Problem statement:
Name every feature of the Lagoon City Seville project that the Ascott expansion announcement lists.

Document extract:
"""

Commenting on the development, Kevin Goh, CEO of The Ascott Limited, said, “Europe remains a cornerstone of Ascott’s global growth strategy, offering a resilient, high-yield market supported by strong tourism fundamentals and fragmented supply. Our expansion in Vienna, our entry into Seville, and the increasing presence of our lyf and The Unlimited Collection brands in Europe reflect the growing demand from property owners for trusted global operators. Through an asset-light approach, we are deepening our footprint efficiently while building long-term brand equity across key global markets.”

In Vienna, Ascott has signed five new properties in collaboration with VIE Trust Real Estate Group, adding 750 units across multiple brands to its existing city portfolio. Among them, a second lyf property will open by the end of 2026 in Vienna’s 15th district, located near a major train station and shopping center. Once completed, these additions will bring Ascott’s Vienna portfolio to nine properties and nearly 1,400 units, reinforcing its position as a leading international operator in the Austrian capital.

Meanwhile, in Seville, Ascott will expand through a partnership with Forty Management SA, with whom it already collaborates on The Crest Collection in Bucharest. The partnership includes two new properties—a 250-unit lyf and a 120-unit Somerset—that will anchor the 12.5-hectare Lagoon City Seville development. The project, featuring a crystalline lagoon, beaches, villas, a convention center, and retail spaces, will open in late 2028. These properties will mark Ascott’s first beachside resorts in Europe, expanding its Spanish portfolio from one to three properties.

Lee Ngor Houai, COO for Europe, the Middle East, Africa, South Asia, and China, said, “Our European expansion reflects a disciplined strategy that aligns brand identity with genuine market demand. From lyf’s social living concept to The Unlimited Collection’s boutique offerings, each brand connects travelers to the heart of their destinations while maintaining consistency, authenticity, and operational excellence.”

The newly opened lyf Gambetta Paris, located in the 20th arrondissement, offers 140 units and a thoughtfully curated mix of co-working and communal spaces, including Connect, Bond, and Burn—lyf’s signature social zones—along with a private garden villa that accommodates up to six guests. Moreover, the property exemplifies Ascott’s innovative approach to urban hospitality, combining functionality with a vibrant community experience. Importantly, the adaptive reuse of a former printing house into a modern social living hub underscores Ascott’s commitment to blending heritage, design, and community engagement. Overall, the project reflects the brand’s vision of creating dynamic, experience-led environments that connect travelers to the heart of local culture.

"""

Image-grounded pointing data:
"""

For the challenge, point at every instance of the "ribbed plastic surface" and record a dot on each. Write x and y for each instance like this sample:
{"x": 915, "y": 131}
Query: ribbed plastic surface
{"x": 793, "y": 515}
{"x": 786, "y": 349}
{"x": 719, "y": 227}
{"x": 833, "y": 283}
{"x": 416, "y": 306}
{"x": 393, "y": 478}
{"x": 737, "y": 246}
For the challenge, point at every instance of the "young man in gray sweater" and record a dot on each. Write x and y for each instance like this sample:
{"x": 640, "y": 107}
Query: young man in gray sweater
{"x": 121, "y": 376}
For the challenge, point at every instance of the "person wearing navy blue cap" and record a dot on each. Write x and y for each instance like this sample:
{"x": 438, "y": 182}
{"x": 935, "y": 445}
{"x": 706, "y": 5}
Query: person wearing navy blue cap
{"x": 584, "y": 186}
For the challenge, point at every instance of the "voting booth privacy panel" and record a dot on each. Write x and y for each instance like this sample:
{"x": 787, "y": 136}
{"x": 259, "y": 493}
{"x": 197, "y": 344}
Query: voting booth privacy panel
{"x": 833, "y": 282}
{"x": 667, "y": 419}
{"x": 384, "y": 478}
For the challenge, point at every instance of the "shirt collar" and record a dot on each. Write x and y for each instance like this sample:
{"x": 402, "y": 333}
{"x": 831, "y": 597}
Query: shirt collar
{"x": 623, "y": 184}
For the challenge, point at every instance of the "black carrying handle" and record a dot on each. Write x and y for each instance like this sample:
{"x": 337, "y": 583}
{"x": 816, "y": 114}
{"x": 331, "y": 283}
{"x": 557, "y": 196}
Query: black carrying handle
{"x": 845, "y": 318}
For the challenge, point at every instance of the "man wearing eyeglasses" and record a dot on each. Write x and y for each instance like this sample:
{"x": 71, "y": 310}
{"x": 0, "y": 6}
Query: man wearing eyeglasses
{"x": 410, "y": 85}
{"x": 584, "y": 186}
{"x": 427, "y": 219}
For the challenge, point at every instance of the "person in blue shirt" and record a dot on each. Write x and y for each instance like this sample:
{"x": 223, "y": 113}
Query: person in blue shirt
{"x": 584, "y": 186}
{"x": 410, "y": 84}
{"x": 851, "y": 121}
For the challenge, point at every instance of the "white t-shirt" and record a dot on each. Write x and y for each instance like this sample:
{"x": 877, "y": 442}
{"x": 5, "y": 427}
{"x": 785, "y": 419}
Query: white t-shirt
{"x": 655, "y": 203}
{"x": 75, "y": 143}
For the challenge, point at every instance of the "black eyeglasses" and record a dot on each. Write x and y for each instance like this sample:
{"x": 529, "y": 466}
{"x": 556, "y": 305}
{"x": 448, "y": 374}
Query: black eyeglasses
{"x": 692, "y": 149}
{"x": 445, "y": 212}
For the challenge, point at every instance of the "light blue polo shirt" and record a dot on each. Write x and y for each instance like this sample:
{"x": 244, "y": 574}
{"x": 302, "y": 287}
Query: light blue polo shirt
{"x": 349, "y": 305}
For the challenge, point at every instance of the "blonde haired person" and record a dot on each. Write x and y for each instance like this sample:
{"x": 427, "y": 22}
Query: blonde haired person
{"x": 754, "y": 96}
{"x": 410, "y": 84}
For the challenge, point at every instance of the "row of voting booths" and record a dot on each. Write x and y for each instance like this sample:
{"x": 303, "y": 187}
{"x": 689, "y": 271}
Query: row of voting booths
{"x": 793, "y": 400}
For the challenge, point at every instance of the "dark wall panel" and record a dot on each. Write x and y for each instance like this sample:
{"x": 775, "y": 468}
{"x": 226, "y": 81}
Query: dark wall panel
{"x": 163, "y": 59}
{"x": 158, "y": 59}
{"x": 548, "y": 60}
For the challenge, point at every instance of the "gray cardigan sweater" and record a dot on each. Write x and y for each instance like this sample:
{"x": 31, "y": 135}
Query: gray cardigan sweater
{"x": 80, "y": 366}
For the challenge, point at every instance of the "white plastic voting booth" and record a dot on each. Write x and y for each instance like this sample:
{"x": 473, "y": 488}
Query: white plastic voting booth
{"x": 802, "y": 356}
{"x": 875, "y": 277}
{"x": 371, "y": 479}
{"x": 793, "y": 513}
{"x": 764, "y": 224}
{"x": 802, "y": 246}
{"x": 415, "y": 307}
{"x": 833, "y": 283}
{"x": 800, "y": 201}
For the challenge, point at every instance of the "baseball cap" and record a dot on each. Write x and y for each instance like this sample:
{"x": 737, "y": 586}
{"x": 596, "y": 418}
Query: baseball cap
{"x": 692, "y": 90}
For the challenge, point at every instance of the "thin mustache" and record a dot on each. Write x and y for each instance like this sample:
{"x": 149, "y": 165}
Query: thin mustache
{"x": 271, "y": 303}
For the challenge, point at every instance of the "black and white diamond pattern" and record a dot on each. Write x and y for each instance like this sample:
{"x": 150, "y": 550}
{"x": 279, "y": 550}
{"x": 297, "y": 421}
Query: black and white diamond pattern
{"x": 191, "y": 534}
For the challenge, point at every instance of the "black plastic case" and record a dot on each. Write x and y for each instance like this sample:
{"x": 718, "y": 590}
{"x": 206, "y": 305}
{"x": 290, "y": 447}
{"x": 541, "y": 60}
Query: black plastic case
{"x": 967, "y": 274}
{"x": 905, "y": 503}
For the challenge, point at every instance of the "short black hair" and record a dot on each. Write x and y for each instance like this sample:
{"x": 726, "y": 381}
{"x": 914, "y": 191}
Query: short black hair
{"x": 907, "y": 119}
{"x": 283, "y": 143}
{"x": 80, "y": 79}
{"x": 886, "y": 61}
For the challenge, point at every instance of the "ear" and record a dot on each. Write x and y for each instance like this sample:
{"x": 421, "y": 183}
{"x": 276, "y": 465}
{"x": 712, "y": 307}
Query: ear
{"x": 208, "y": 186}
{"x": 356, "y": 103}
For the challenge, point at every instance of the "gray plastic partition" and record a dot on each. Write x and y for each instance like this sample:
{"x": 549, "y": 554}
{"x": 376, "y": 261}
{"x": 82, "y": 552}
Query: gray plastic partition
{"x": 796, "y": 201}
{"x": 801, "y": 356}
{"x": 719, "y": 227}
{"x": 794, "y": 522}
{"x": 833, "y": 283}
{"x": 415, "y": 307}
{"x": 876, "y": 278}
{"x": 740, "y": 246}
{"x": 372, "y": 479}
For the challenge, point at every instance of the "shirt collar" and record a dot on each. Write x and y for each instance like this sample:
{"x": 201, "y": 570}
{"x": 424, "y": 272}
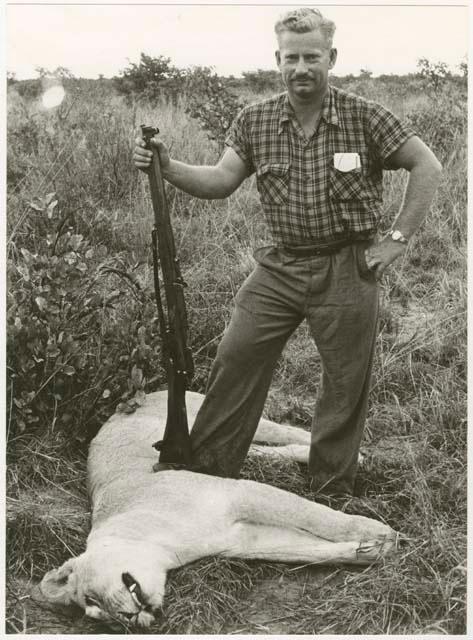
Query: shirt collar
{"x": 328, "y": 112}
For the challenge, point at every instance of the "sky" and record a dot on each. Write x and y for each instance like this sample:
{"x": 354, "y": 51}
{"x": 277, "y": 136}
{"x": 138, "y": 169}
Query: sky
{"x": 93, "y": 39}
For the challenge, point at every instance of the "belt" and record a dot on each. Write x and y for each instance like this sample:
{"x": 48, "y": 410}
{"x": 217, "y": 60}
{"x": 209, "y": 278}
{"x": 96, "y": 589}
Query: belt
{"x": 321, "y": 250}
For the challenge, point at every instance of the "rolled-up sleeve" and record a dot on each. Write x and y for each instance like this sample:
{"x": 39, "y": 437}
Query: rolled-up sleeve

"""

Solution for this task:
A crystalline lagoon, beaches, villas, a convention center, and retail spaces.